Required task:
Repeat all of the material below exactly as written, images excluded.

•••

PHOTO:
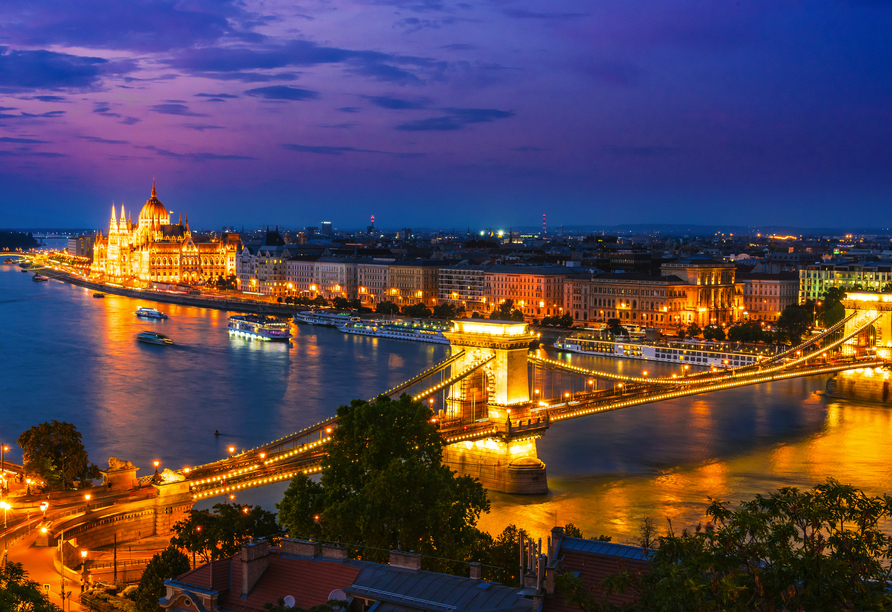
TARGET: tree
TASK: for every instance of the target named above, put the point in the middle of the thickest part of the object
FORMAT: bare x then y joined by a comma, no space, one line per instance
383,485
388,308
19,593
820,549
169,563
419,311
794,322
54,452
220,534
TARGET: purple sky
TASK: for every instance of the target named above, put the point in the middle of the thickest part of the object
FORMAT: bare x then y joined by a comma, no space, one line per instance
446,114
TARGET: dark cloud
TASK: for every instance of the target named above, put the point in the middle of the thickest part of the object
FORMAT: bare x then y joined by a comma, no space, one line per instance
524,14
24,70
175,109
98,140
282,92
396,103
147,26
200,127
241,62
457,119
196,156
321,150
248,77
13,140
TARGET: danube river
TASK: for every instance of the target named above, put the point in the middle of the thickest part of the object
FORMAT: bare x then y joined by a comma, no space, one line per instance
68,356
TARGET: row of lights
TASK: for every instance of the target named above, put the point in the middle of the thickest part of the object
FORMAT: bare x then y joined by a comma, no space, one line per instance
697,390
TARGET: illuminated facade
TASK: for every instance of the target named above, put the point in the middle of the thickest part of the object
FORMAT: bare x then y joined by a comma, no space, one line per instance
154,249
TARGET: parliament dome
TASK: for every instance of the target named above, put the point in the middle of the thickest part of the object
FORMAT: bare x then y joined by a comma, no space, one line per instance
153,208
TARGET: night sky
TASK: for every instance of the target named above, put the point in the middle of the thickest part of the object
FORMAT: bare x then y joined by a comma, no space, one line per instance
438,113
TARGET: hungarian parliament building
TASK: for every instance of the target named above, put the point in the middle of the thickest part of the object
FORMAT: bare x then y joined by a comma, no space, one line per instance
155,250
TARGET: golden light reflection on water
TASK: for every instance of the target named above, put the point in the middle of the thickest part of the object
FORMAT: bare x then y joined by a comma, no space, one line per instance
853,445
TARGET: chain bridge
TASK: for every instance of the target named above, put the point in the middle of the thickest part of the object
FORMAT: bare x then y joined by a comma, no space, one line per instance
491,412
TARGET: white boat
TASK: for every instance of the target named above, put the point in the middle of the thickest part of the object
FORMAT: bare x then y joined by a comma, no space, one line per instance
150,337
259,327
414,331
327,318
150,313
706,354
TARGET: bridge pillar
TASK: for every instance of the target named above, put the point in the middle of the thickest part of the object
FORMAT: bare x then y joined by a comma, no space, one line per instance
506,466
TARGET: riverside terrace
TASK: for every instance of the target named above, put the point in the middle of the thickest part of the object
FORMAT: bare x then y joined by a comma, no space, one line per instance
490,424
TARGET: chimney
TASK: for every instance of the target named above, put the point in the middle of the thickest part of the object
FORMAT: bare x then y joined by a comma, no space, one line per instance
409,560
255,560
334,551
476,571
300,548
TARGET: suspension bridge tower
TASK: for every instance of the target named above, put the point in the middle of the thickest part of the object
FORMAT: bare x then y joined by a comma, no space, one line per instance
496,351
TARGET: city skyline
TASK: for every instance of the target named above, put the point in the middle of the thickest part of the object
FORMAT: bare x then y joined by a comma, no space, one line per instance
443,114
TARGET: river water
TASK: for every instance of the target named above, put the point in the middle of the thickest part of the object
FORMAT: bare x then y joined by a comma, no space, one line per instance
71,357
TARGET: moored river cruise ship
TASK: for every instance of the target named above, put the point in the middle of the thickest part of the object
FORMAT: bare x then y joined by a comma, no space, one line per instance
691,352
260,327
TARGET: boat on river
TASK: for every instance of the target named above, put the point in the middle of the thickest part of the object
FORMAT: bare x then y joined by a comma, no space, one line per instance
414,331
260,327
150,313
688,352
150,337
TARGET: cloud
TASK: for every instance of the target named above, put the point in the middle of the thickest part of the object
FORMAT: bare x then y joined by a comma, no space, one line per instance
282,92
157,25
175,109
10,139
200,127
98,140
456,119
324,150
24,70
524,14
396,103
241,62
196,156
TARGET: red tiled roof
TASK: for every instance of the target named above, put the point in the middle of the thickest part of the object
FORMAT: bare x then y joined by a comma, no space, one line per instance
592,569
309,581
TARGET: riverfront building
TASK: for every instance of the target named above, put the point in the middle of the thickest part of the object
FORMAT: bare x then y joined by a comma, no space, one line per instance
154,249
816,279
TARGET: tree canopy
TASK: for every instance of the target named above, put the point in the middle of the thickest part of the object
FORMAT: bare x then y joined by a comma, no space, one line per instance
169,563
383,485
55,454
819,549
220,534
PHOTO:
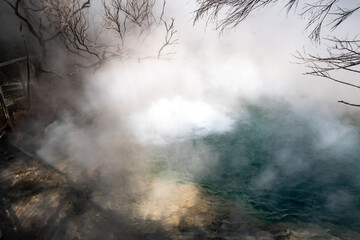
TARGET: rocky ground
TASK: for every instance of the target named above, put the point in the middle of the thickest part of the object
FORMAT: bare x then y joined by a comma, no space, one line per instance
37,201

•••

Exercise response:
PHOTO:
TARGET: tree
TASK: for every instance of the target named above, put the point in the middle of the thickest part of the object
FORMAT: bare x then y joined by a comma, no space, one line per instance
383,485
388,308
19,593
820,549
169,563
419,311
794,322
54,452
220,534
TARGET: purple sky
TASK: for every instance of the target named above, put the point in the middle of the thickest part of the object
FORMAT: bare x then y joined by a comma, no space, one line per instance
446,114
TARGET: dark cloud
TASK: for every instance of the target named above, put the point in the middle of the thickest part of the object
FORMAT: bare x then y joined by a comma, no space, one line per instance
524,14
24,70
175,109
98,140
282,92
396,103
147,26
200,127
241,62
457,119
196,156
321,150
248,77
13,140
TARGET: danube river
TASK: for every instance of the target named above, put the point in the middle of the thickest part of the object
FORMAT: bare x then y joined by a comma, no space, one line per instance
68,356
TARGET: row of lights
TASK: for every instance of the target named above, put the point in the middle of the thickest part of the object
FORMAT: bare x then y joined by a comma, no space, one line per instance
697,390
TARGET: illuminated facade
TASK: for every instance of the target named above, put the point in the middle of the thickest part of the object
FORMAT: bare x then y joined by a comma, no space, one line per instance
154,249
TARGET: parliament dome
TASK: for every instance of the target named above, put the point in the middle of the thickest part of the object
FORMAT: bare x then y joined by a comma, no space, one line per instance
153,208
TARGET: night sky
TASK: for every instance of the target named above, put the point in the middle of the thickest part of the object
FORMAT: bare x then y joined by a comma, no space, one line per instance
438,113
TARGET: hungarian parliament building
TASK: for every instance of the target named above, put the point in the middle of the thickest part of the object
FORMAT: bare x then y joined by a comma, no space, one line per instance
155,250
TARGET: golden light reflection on water
TASK: for every instance of the target named above, put the point in the middle of the thickest part of the object
FORMAT: bare x then y joined by a comma, no space, one line per instance
853,445
TARGET: chain bridge
TASK: for every instance of the target named above, put the point in the middle of the thickest part of the object
FORMAT: bare x then y joined by a comma, no space, one line per instance
491,412
TARGET: white boat
TASK: for every instance of the target named above, put the point in the middle of the thickest part of the object
FORMAT: bare x then y joined by a comma, no space, one line per instance
150,337
259,327
414,331
327,318
150,313
706,354
TARGET: bridge pillar
TASK: for every instance of the target named above, put the point in the middle of the thickest part of the object
FORMAT: bare x then y joined by a comma, no space, one line per instance
506,466
TARGET: riverside terrace
TASK: for every instance of the target named above, put the point in the middle of the thickest part of the object
FORMAT: bare x then y joined by a comma, no space, one line per instance
490,424
TARGET: chimney
TASK: for every instance of the target named above, put the point in the middle of the thickest part of the object
FORMAT: bare x then y joined by a comma, no space, one line per instance
409,560
255,560
334,551
476,571
300,548
TARGET: suspension bridge tower
TASK: for every instance of the target named above, put the point in the middle of the thickest part of the object
FORMAT: bare x then y joined by a comma, no space, one line per instance
496,351
TARGET: city skyline
TASK: for every instance of the target named above, put the point in the middle of the thickest part of the object
FORMAT: bare x then y joined by a comma, no space, one line per instance
443,114
TARGET: river water
TASK: for every instance of the target named above, put the point in the middle of the thickest part of the object
FORMAT: bare x then y joined by a comma, no space, one line per instance
71,357
TARGET: moored river cruise ship
TASK: for every instance of the target named above, put the point in the middle of the thickest part of the object
FORMAT: bare x then y joined by a comma, no space, one line per instance
691,352
260,327
TARGET: boat on river
TASK: for every instance of the target named above, put the point in the middle of the thickest part of the object
FORMAT: bare x then y joined by a comma, no space, one line per instance
414,331
260,327
150,313
688,352
150,337
TARGET: cloud
TASK: for every instance of the target named above, put the point in the middle of the thickest part of the object
FORMAT: bare x then y joined by a comma, no space, one line per instance
282,92
157,25
175,109
10,139
200,127
98,140
456,119
324,150
24,70
524,14
396,103
241,62
196,156
TARGET: red tiled roof
TASK: for every instance of the target named above, put the point in the middle of the thickest part of the object
FORMAT: bare x then y joined by a comma, no space, one line per instance
592,569
309,581
TARGET: riverfront building
TASK: for every instance of the target named above, put the point in the middle of the thickest part of the object
FORMAT: bare x then y joined by a comma, no space, one line per instance
154,249
816,279
TARGET: tree canopy
TASK: for every instance of the target named above, put the point in the middle of the thickest part of the object
FORMAT: bare x then y joined by a comma, no space, one line per instance
169,563
383,485
55,454
819,549
220,534
PHOTO:
TARGET: rocky ground
TASK: for every instance of the target named above, put the point in the middle of the thickest part of the object
FORMAT: bare x then y joined by a comma, no space, one line per instance
37,201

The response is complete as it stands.